Task goal
Reproduce word for word the part of the passage on the palace's history that starts at "In 1918, the" and ends at "units in 1945.".

Supplied text
= = =
When Salzburg fell to Austria in 1806, the palace and the pond came into public ownership. Leased from that point on, it was little altered or restored until being sold to Alois Count Arco-Stepperg in 1837. He rebuilt it between 1838 and 1848 in the neo-Gothic romanticizing style seen today.

After the death of the Count in 1891 the property fell to his nearest female relative, Sophie, who was married to the Count Ernst von Moy de Sons of an old French noble family.

In 1918, the palace attracted public attention when King Ludwig III of Bavaria and his family and entourage fled to escape the November Revolution. With the Declaration of Anif on 12/13 November 1918, Ludwig III refused to abdicate, and instead freed all Bavarian government officials, soldiers and officers from their oath because he was not able to continue the government.

During World War II the German Wehrmacht units were accommodated in the palace, followed by American units in 1945.
= = =
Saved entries
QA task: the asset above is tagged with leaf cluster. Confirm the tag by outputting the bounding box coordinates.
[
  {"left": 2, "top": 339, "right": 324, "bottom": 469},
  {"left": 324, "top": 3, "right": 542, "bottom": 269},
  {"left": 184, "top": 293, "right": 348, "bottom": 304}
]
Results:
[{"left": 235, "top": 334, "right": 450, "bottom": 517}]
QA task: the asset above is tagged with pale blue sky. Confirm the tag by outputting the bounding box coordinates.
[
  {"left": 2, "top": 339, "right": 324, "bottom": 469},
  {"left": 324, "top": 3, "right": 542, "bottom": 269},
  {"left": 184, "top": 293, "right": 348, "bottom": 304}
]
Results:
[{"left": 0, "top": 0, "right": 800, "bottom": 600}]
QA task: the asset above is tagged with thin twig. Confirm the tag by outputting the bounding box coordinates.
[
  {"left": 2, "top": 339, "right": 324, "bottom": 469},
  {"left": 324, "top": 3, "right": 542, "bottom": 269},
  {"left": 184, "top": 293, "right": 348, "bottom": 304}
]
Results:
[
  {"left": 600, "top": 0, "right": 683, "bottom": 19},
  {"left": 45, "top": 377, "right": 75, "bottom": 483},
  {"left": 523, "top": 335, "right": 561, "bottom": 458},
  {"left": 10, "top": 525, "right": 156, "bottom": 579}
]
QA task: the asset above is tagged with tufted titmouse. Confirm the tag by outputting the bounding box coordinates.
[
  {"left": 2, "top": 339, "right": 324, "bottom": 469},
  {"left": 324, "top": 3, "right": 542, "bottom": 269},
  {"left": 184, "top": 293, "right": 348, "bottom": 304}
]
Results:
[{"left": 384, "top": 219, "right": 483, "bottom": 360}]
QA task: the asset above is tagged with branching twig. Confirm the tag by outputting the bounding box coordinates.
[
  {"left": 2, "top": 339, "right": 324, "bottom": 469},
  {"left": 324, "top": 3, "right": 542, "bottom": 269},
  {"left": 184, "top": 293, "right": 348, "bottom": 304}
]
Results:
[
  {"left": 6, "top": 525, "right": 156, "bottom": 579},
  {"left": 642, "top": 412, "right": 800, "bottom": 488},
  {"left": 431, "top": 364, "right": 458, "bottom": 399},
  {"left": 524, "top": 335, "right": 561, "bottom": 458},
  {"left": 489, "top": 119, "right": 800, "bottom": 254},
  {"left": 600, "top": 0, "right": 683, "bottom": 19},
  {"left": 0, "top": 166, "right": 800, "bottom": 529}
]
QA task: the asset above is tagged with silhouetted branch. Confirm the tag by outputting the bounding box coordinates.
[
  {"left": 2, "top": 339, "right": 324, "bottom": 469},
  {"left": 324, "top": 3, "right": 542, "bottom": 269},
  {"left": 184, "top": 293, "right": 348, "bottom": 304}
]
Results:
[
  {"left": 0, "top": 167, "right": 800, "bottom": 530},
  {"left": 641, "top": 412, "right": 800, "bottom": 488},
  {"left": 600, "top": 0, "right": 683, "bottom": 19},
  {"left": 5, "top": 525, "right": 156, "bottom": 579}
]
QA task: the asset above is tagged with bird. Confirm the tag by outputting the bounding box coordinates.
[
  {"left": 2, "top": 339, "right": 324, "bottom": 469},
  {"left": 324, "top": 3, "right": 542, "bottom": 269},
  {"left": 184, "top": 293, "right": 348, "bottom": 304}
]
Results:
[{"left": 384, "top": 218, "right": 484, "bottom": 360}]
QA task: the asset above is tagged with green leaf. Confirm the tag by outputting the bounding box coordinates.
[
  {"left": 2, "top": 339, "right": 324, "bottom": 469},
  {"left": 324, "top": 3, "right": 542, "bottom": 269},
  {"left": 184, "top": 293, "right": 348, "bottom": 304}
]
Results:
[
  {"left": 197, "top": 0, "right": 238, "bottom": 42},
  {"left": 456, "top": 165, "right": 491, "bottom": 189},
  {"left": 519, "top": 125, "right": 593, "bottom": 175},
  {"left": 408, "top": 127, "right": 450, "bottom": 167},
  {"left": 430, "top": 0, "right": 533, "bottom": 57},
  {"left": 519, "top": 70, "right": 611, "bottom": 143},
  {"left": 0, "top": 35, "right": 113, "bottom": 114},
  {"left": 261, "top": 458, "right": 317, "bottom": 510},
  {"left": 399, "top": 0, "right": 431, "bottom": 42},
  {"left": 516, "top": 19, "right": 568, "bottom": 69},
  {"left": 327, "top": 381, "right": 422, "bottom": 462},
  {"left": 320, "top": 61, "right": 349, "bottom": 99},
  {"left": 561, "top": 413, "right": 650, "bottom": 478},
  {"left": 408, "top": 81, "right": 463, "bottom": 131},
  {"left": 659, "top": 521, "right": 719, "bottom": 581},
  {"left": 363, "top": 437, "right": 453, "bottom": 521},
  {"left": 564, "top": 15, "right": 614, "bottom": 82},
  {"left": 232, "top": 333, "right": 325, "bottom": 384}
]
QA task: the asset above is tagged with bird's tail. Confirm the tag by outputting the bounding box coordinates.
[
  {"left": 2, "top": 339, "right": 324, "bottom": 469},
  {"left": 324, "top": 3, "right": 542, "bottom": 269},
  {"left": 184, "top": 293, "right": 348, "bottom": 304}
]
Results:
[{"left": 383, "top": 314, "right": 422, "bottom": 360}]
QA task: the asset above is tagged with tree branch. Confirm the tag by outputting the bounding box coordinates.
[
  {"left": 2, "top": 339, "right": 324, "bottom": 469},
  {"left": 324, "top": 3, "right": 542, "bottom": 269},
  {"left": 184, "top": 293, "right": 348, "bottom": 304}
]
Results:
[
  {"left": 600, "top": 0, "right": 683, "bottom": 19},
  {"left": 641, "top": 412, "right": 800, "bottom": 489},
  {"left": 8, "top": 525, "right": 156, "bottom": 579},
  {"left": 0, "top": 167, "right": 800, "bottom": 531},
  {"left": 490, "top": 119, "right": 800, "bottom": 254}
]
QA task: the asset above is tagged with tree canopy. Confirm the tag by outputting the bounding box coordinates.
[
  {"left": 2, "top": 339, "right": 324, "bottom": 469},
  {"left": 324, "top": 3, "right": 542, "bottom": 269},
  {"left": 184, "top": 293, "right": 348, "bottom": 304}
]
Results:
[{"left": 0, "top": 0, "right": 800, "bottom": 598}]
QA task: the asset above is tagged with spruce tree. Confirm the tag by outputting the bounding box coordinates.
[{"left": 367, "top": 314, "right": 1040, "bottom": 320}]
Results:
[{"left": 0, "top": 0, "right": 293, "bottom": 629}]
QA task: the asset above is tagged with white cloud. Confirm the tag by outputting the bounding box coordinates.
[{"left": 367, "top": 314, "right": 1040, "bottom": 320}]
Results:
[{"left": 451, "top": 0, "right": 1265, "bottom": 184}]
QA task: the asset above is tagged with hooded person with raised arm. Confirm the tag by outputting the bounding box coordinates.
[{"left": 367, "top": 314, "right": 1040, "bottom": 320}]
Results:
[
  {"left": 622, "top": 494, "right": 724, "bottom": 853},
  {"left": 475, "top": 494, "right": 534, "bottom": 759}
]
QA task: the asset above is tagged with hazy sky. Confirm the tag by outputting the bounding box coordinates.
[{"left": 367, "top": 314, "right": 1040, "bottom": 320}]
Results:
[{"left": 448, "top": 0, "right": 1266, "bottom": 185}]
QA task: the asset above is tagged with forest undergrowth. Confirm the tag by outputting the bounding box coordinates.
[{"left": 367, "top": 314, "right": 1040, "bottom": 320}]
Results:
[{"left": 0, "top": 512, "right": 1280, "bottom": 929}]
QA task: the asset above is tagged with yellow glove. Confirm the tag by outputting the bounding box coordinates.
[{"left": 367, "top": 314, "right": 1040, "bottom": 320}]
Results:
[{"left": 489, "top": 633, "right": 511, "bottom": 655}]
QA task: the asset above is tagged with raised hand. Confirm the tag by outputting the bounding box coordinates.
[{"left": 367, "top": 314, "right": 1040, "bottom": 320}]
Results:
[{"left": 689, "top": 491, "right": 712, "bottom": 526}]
= = =
Exercise result
In 1918, the palace attracted public attention when King Ludwig III of Bavaria and his family and entourage fled to escape the November Revolution. With the Declaration of Anif on 12/13 November 1918, Ludwig III refused to abdicate, and instead freed all Bavarian government officials, soldiers and officers from their oath because he was not able to continue the government.

During World War II the German Wehrmacht units were accommodated in the palace, followed by American units in 1945.